Brief: The data below must be copied in full and without any change.

------------------------------

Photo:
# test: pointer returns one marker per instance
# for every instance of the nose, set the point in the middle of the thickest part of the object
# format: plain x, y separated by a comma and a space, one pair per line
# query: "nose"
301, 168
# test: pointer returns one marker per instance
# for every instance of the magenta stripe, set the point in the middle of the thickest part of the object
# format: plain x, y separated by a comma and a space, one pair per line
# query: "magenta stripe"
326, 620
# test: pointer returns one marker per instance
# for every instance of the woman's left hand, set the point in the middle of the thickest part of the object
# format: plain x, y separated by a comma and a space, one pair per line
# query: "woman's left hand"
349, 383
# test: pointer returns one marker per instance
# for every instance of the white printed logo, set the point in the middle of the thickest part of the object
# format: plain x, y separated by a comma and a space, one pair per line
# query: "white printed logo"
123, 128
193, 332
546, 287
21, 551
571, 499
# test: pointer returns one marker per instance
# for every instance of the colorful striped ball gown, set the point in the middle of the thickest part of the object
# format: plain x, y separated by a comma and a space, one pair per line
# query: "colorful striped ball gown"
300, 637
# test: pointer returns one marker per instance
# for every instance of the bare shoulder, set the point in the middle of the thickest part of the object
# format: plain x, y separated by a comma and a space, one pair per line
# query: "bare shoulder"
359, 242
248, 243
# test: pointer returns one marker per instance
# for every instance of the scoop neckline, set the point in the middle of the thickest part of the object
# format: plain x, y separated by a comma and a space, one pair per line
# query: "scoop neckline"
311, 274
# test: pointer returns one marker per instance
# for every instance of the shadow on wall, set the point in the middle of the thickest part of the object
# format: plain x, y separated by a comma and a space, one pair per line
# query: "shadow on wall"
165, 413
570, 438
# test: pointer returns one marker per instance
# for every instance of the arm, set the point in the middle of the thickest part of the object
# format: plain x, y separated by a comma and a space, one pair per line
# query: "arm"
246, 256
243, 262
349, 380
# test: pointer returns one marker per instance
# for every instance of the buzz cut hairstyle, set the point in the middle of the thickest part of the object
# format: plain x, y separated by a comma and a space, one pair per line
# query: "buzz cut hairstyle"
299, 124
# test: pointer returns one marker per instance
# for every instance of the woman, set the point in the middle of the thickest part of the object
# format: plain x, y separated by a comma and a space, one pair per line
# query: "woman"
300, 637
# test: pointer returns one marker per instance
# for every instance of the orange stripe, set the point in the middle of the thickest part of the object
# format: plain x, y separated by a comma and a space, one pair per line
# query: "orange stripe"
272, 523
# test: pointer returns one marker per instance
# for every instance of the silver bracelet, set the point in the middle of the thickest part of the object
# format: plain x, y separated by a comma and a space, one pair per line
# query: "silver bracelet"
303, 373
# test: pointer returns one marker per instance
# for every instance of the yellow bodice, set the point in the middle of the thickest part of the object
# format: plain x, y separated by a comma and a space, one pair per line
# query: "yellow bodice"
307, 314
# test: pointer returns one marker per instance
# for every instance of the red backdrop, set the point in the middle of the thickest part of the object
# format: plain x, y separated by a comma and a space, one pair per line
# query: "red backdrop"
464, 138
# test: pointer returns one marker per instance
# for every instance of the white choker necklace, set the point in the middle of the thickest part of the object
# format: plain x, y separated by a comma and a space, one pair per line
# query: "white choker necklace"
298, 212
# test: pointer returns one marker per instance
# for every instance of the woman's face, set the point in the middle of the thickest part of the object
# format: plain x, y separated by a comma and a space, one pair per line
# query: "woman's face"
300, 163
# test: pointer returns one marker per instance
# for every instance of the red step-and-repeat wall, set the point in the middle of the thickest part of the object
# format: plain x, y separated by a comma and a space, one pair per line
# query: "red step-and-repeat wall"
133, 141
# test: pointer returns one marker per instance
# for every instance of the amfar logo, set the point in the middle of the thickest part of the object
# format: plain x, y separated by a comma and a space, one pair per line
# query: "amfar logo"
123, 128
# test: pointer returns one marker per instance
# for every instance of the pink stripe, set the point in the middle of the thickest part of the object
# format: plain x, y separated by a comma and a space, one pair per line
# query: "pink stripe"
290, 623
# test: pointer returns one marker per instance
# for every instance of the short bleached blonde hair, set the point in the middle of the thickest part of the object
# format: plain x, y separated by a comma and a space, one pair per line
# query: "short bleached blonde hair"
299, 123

------------------------------

Finished task:
Photo:
# test: pointer returns one marker per instance
# for every instance of the nose, set the point in the middle of the thickest part of the object
# format: plain x, y separated by a comma and a space, one pair per line
# query: "nose"
301, 168
# test: pointer returns one marker per instance
# for every instance of the magenta stripe, set the point in the middle of the thickest part of the object
# format: plain x, y separated by a comma and a space, one pair per line
# query: "magenta stripe"
326, 620
# test: pointer returns one marker per instance
# for every instance of the woman's left hand, set the point in the middle of the thickest part of the object
# format: plain x, y separated by a comma and a space, one pair per line
# query: "woman's left hand"
349, 383
# test: pointer returns one marker per instance
# for every instance of the white printed logo, set the point in the middle of the thickest part of the object
# format: plain x, y separated by a comma and a space, one pair per line
# query: "white printed logo"
123, 128
193, 332
546, 287
21, 551
571, 499
# test: pointer returns one marker per instance
# for every instance of the colorful striped ball gown, set the point in the middle of the thickest part of the object
# format: plain x, y separated by a comma and a space, one pair per line
# query: "colorful striped ball gown"
300, 637
# test: pointer returns one marker per instance
# for every instance of the bare shoulder, set the point in the middle of the thickest part of the object
# format: plain x, y separated by a comma and a space, one pair per line
# query: "bare shoulder"
359, 242
248, 243
# test: pointer returns one marker per instance
# for every instance of the scoop neckline, set the point in the middle of the thickest part of the object
# format: plain x, y separated by a comma and a space, one pair per line
# query: "scoop neckline"
311, 274
# test: pointer returns one marker per instance
# for every instance of the shadow on wall, set the point in the middle of the thickest part of the object
# format: plain x, y separated by a comma and a space, one pair per line
# query: "shadow on wall"
165, 413
570, 438
# test: pointer returns one marker per instance
# for every instance of the arm, set the point in the middle of the thickest part of the object
# format: plain x, y separated by a comma and a space, one pair per line
# query: "arm"
246, 256
243, 262
349, 380
# test: pointer returns one marker per instance
# for every instance of the buzz cut hairstyle, set the point in the middle of the thickest part of the object
# format: plain x, y separated by a comma and a space, one pair per line
# query: "buzz cut hairstyle"
299, 124
# test: pointer returns one marker per instance
# for every instance of the woman, set the point in the middle of the thickest part of the object
# format: plain x, y separated by a comma and a space, one pair per line
# query: "woman"
300, 637
# test: pointer returns one marker per instance
# for every instance of the orange stripe, set the point in the middle of the thickest part of the object
# format: plain x, y separated by a comma and a space, one pair per line
# query: "orange stripe"
272, 523
# test: pointer returns one marker per instance
# for every instance of the silver bracelet, set the point in the middle of the thickest part of the object
# format: plain x, y separated by a comma and a space, one pair per line
# query: "silver bracelet"
303, 373
# test: pointer returns one marker per instance
# for every instance of the yellow bodice, set the point in the middle of the thickest part of the object
# format: plain x, y separated by a comma and a space, one pair per line
# query: "yellow bodice"
307, 314
# test: pointer returns one marker per instance
# for every instance of the red backdrop, set the point in the middle of the thickest part of the object
# format: plain x, y separated by a comma and a space, one pair per line
# query: "red backdrop"
464, 138
# test: pointer returns one marker per instance
# for every instance of the white choker necklace, set the point in the middle of the thickest part of the object
# format: plain x, y separated by a comma and a space, one pair per line
# query: "white choker necklace"
298, 212
# test: pointer returns one marker per instance
# for every instance of the woman's face, set the point in the middle of the thickest part of the object
# format: plain x, y separated by a comma and a space, one pair per line
# query: "woman's face"
300, 163
# test: pointer returns one marker per instance
# for every instance of the red step-and-repeat wall, set the point in the middle of the thickest part of the object
# format: plain x, y separated by a comma and a space, one pair per line
# query: "red step-and-repeat wall"
133, 141
# test: pointer returns one marker per instance
# for every instance of the amfar logo, set the point in the middle of the thickest part of the object
# format: plain x, y separated by a comma and a space, one pair per line
# query: "amfar logo"
123, 128
# test: pointer returns one marker per instance
# for every instance of the pink stripe, set the point in the middle of the thickest part of the object
# format: plain x, y separated by a comma and a space, one pair per line
# query: "pink stripe"
290, 623
# test: pointer returns one marker per instance
# for every instance of the short bleached blonde hair, set the point in the middle of the thickest part of the object
# format: plain x, y separated by a comma and a space, one pair per line
# query: "short bleached blonde hair"
299, 123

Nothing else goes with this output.